====== Extracted records ======
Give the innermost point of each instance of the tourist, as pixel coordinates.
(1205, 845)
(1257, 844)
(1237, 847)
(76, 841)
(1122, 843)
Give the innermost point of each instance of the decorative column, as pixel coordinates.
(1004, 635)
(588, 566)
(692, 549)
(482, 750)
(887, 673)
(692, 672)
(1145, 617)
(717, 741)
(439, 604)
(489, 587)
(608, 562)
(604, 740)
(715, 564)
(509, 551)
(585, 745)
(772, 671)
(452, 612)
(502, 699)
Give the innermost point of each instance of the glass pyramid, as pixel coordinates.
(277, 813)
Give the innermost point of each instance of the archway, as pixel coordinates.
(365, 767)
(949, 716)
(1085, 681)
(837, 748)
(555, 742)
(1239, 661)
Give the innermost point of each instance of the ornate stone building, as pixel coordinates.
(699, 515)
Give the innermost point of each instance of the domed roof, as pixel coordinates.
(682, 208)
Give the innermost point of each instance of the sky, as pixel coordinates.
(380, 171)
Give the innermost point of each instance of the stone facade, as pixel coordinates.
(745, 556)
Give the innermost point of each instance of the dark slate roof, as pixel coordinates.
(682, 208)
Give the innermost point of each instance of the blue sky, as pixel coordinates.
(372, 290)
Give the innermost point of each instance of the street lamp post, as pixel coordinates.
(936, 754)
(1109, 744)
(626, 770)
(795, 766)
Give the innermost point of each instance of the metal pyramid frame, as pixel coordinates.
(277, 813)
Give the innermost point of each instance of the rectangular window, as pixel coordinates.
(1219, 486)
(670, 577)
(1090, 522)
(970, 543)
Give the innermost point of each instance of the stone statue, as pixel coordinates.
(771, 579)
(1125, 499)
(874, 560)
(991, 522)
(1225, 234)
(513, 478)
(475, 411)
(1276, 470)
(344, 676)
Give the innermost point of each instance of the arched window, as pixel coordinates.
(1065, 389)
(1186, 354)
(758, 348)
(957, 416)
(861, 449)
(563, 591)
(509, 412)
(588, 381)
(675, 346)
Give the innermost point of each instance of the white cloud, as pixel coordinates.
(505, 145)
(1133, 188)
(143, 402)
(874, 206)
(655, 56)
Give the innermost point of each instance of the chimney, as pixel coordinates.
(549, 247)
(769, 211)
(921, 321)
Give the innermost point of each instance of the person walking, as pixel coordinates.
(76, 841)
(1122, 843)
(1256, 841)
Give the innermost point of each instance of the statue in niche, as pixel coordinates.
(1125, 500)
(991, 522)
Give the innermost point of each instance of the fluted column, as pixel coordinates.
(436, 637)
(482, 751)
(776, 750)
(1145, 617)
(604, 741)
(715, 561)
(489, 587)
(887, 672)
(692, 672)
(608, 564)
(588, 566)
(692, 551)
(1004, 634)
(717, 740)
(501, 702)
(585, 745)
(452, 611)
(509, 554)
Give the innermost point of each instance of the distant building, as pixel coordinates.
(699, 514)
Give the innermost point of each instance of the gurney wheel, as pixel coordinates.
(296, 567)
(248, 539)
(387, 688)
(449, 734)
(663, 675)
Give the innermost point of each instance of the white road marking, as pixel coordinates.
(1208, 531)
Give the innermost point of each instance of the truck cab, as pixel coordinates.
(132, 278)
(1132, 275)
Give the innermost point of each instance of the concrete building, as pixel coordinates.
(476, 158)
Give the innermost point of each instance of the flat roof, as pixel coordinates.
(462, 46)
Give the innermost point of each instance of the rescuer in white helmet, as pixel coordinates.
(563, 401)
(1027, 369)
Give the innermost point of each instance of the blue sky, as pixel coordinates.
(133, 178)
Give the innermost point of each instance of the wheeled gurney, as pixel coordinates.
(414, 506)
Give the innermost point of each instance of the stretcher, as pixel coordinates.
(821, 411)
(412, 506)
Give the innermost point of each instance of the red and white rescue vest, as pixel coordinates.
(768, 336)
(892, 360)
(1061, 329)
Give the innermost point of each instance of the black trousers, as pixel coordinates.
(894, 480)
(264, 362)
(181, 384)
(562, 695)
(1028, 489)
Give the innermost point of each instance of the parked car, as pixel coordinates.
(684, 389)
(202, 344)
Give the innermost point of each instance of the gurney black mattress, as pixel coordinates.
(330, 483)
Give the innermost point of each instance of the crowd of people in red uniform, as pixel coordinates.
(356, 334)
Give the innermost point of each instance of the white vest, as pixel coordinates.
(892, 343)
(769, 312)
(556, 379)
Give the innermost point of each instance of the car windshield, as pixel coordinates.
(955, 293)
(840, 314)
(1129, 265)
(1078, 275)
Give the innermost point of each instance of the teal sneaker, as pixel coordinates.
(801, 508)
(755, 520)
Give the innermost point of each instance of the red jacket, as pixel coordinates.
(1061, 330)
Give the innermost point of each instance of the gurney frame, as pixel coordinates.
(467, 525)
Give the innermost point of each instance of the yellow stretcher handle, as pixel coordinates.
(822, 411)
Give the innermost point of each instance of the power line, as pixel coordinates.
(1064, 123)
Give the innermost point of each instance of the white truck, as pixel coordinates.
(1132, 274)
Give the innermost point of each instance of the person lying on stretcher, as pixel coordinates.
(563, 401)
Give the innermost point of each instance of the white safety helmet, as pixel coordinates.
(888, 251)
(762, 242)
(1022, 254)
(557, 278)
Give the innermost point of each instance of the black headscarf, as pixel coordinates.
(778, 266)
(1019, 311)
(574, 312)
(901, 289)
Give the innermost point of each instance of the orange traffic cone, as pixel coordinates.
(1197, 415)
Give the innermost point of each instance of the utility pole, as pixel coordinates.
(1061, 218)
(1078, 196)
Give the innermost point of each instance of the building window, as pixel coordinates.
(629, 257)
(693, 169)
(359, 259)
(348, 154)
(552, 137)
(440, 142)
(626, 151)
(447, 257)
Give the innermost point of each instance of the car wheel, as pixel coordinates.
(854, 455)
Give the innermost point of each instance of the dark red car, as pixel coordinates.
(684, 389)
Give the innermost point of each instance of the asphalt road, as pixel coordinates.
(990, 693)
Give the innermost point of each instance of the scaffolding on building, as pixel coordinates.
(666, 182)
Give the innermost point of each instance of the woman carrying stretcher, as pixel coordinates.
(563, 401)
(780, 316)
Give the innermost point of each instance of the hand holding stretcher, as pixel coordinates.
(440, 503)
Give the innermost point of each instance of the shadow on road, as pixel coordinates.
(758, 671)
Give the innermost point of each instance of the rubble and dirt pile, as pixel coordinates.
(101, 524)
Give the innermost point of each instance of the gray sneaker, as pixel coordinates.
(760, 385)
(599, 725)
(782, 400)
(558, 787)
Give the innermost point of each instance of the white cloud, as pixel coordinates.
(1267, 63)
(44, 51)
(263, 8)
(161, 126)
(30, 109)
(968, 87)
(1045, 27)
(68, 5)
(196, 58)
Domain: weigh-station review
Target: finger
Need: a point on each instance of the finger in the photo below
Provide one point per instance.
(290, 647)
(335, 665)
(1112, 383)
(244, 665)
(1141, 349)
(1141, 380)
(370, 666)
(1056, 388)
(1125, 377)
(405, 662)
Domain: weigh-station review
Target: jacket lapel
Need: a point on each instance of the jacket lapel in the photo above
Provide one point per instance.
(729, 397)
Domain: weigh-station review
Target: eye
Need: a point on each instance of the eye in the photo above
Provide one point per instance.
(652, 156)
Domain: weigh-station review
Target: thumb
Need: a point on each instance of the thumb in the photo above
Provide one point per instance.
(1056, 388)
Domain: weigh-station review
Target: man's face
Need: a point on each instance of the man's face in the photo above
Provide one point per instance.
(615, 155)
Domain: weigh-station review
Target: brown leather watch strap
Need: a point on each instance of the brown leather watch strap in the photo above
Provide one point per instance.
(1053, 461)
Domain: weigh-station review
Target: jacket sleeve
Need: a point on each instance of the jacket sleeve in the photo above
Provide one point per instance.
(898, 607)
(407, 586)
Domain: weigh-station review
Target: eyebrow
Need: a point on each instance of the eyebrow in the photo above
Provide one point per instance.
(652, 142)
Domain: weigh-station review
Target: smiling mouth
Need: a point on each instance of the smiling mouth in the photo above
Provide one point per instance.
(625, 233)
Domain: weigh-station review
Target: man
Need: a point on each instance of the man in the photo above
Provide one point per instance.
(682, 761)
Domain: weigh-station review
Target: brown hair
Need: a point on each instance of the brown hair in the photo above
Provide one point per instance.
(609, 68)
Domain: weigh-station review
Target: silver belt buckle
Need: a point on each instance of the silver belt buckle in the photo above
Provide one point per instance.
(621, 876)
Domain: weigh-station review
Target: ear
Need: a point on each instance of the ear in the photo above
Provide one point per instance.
======
- _Short task_: How many lines in the items above contain the word "finger"? Reply with the number alone.

- _The output_: 2